The problem: Write out everything from the line containing "Place one keypoint on each instance of the dog's lip" down through the last of the rows as a Markdown table with two columns, Number and Entry, leaving out blank lines.
═════ Supplied information
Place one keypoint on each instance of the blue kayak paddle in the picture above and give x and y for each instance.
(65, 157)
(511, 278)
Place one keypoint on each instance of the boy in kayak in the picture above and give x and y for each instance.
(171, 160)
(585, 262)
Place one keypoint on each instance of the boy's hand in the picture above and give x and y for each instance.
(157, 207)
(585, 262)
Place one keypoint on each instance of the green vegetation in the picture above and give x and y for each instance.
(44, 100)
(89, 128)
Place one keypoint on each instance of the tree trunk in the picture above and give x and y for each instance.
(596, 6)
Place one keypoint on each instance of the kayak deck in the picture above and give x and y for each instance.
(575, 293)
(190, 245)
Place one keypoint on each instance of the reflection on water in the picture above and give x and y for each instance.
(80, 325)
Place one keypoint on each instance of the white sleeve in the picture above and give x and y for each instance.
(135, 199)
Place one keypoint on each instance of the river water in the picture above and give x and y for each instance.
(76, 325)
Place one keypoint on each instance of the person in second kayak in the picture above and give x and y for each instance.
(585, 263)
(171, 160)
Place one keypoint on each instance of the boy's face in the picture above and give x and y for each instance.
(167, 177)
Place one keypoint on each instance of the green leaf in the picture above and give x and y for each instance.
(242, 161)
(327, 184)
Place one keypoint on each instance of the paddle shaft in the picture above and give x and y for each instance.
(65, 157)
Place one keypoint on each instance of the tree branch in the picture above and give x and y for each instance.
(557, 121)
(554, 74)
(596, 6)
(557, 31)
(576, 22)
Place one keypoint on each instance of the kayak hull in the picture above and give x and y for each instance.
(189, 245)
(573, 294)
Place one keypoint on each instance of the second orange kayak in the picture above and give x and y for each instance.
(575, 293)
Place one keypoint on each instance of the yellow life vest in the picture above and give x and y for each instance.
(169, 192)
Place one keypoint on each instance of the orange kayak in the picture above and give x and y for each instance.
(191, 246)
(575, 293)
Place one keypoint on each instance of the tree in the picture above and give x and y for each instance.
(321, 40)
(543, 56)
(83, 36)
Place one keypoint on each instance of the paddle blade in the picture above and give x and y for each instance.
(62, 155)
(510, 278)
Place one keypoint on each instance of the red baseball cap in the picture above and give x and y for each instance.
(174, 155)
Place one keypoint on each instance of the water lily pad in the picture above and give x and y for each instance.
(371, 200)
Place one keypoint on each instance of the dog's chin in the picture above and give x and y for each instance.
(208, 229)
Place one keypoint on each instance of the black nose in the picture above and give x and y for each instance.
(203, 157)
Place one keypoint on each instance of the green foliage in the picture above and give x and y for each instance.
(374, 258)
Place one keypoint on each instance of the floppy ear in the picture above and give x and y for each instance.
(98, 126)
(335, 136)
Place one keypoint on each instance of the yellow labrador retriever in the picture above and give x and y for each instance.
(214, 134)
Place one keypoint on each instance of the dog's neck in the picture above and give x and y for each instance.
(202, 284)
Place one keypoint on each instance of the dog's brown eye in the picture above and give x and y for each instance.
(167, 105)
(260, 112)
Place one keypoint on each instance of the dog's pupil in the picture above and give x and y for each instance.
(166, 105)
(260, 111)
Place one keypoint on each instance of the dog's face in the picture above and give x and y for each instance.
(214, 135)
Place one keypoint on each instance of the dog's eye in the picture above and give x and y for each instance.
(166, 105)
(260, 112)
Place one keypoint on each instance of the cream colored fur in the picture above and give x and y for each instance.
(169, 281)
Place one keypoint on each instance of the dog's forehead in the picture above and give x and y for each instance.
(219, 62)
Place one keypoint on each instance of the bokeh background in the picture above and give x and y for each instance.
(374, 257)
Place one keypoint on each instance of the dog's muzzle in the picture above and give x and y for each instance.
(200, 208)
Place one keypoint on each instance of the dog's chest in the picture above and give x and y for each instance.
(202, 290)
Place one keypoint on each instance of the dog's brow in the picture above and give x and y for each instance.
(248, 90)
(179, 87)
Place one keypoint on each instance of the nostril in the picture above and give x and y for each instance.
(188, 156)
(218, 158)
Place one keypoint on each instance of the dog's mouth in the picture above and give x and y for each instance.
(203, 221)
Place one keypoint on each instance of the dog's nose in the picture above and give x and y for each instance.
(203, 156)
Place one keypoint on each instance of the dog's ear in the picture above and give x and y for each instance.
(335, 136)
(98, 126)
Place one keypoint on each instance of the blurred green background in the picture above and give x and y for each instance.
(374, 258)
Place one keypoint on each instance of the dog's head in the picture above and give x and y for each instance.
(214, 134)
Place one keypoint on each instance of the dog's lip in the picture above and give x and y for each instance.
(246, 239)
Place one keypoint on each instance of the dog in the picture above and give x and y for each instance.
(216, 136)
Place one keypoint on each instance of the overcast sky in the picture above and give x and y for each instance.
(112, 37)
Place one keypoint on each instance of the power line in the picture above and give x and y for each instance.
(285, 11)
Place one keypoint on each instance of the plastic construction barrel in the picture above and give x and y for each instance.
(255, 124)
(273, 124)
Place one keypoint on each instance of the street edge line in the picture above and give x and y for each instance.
══════════
Correct answer:
| Number | Entry |
|---|---|
| 1 | Place one keypoint on each instance of the dog's lip in the picture above and give x and y for each instance. |
| 2 | (246, 239) |
| 3 | Place one keypoint on each instance of the dog in the picture above and give x and y for each instance. |
| 4 | (216, 136) |
| 5 | Place one keypoint on each instance of the overcast sky in the picture above and give x and y for each instance. |
| 6 | (112, 37) |
| 7 | Place one keypoint on each instance of the power line in the picture above and give x and y for each instance. |
| 8 | (285, 11) |
| 9 | Place one keypoint on each instance of the plastic construction barrel in the picture above and give x and y for each instance. |
| 10 | (255, 124) |
| 11 | (273, 124) |
| 12 | Place one keypoint on each instance of the street edge line in the picture above and give x and y for each instance. |